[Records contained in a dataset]
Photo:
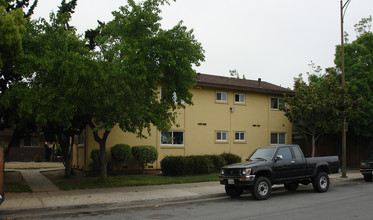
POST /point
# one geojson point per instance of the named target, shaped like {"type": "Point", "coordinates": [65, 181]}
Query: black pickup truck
{"type": "Point", "coordinates": [284, 164]}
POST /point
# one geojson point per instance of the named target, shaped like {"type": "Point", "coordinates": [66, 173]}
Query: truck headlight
{"type": "Point", "coordinates": [246, 172]}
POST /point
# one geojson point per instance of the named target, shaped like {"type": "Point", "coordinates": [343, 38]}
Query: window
{"type": "Point", "coordinates": [221, 96]}
{"type": "Point", "coordinates": [239, 136]}
{"type": "Point", "coordinates": [276, 102]}
{"type": "Point", "coordinates": [297, 153]}
{"type": "Point", "coordinates": [285, 153]}
{"type": "Point", "coordinates": [239, 98]}
{"type": "Point", "coordinates": [278, 138]}
{"type": "Point", "coordinates": [172, 138]}
{"type": "Point", "coordinates": [221, 136]}
{"type": "Point", "coordinates": [31, 142]}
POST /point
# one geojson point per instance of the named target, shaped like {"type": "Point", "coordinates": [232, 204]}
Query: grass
{"type": "Point", "coordinates": [14, 182]}
{"type": "Point", "coordinates": [129, 180]}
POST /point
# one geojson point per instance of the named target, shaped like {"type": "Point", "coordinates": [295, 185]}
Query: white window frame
{"type": "Point", "coordinates": [222, 134]}
{"type": "Point", "coordinates": [240, 133]}
{"type": "Point", "coordinates": [278, 137]}
{"type": "Point", "coordinates": [278, 101]}
{"type": "Point", "coordinates": [171, 142]}
{"type": "Point", "coordinates": [32, 140]}
{"type": "Point", "coordinates": [222, 95]}
{"type": "Point", "coordinates": [241, 98]}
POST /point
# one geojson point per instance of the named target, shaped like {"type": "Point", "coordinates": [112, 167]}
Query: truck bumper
{"type": "Point", "coordinates": [247, 180]}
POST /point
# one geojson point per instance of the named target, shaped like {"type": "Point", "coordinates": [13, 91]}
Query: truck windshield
{"type": "Point", "coordinates": [263, 154]}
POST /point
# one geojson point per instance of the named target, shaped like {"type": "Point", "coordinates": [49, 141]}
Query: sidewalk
{"type": "Point", "coordinates": [52, 199]}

**Work instruction:** Quote every line of the records above exactly; no picture is to be copied.

**Solution to this task:**
Photo:
POST /point
# one geojson point per instance of the named target, shaped like {"type": "Point", "coordinates": [65, 181]}
Query: black pickup truck
{"type": "Point", "coordinates": [284, 164]}
POST /point
# one geojson point per instance of the named target, shaped like {"type": "Point", "coordinates": [66, 173]}
Query: truck headlight
{"type": "Point", "coordinates": [246, 172]}
POST /point
# one geojson point per instance of the named target, shaped like {"type": "Point", "coordinates": [343, 38]}
Query: window
{"type": "Point", "coordinates": [221, 96]}
{"type": "Point", "coordinates": [239, 136]}
{"type": "Point", "coordinates": [276, 102]}
{"type": "Point", "coordinates": [297, 153]}
{"type": "Point", "coordinates": [285, 153]}
{"type": "Point", "coordinates": [239, 98]}
{"type": "Point", "coordinates": [278, 138]}
{"type": "Point", "coordinates": [172, 138]}
{"type": "Point", "coordinates": [221, 136]}
{"type": "Point", "coordinates": [31, 142]}
POST /point
# one geojson point per instance of the named target, shaped like {"type": "Point", "coordinates": [232, 204]}
Query: grass
{"type": "Point", "coordinates": [14, 182]}
{"type": "Point", "coordinates": [129, 180]}
POST /point
# one geojson point per instance of the named target, shaped like {"type": "Point", "coordinates": [295, 185]}
Query: white window frame
{"type": "Point", "coordinates": [222, 134]}
{"type": "Point", "coordinates": [240, 133]}
{"type": "Point", "coordinates": [278, 137]}
{"type": "Point", "coordinates": [278, 101]}
{"type": "Point", "coordinates": [171, 142]}
{"type": "Point", "coordinates": [32, 140]}
{"type": "Point", "coordinates": [222, 95]}
{"type": "Point", "coordinates": [241, 98]}
POST /point
# one geojson point per instance of the named target, shaped like {"type": "Point", "coordinates": [112, 167]}
Query: truck bumper
{"type": "Point", "coordinates": [247, 180]}
POST /point
# one geojson point per instance of the named target, shaped like {"type": "Point", "coordinates": [13, 91]}
Query: truck windshield
{"type": "Point", "coordinates": [263, 154]}
POST /point
# one geojson point per instance of the named target, shaped like {"type": "Point", "coordinates": [49, 141]}
Query: sidewalk
{"type": "Point", "coordinates": [52, 199]}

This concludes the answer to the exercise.